INFORMATION SHOWN:

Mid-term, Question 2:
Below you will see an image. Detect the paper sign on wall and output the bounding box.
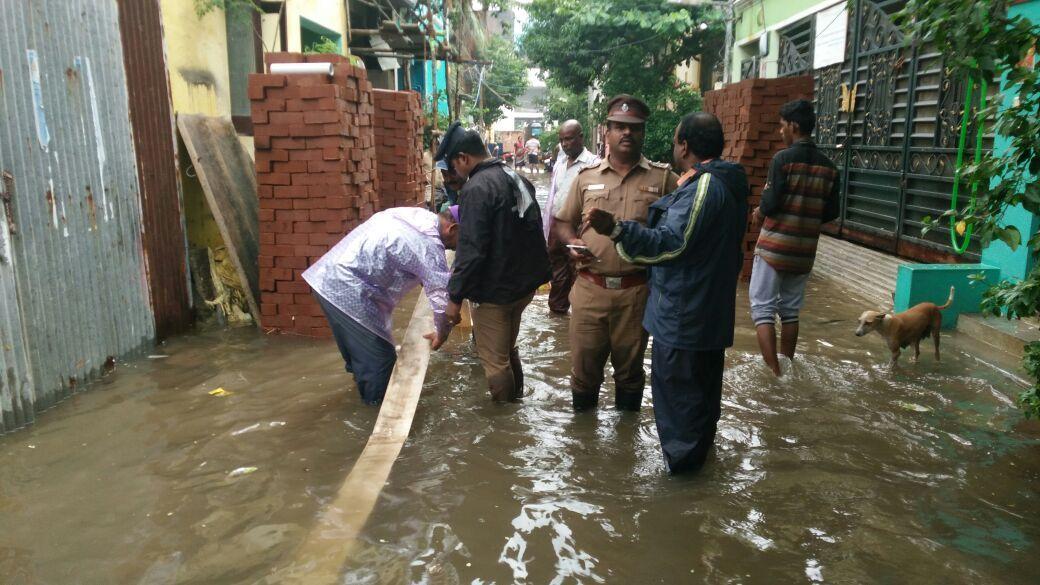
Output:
[812,2,849,69]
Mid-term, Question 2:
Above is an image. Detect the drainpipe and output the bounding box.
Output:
[722,0,736,84]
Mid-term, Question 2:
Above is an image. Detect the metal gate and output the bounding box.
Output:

STATED TASK: Write out all of the lines above again, including the requests, and multiply every bounding-box coordinate in the answers by 2.3, rounding each result to a whole number with halves rounded up. Leave the pictures out.

PROBLEM SOLUTION:
Mid-term, Question 2:
Below you will see an image. Detect the paper sign on wall and output the bounding box.
Output:
[1868,5,1953,159]
Mid-term, Question 2:
Above is an image. Detect the drainpipe and output the bounding box.
Output:
[1661,0,1693,193]
Mid-term, Question 2:
Above is an image. Detect the metal gate and output the bounding box.
Output:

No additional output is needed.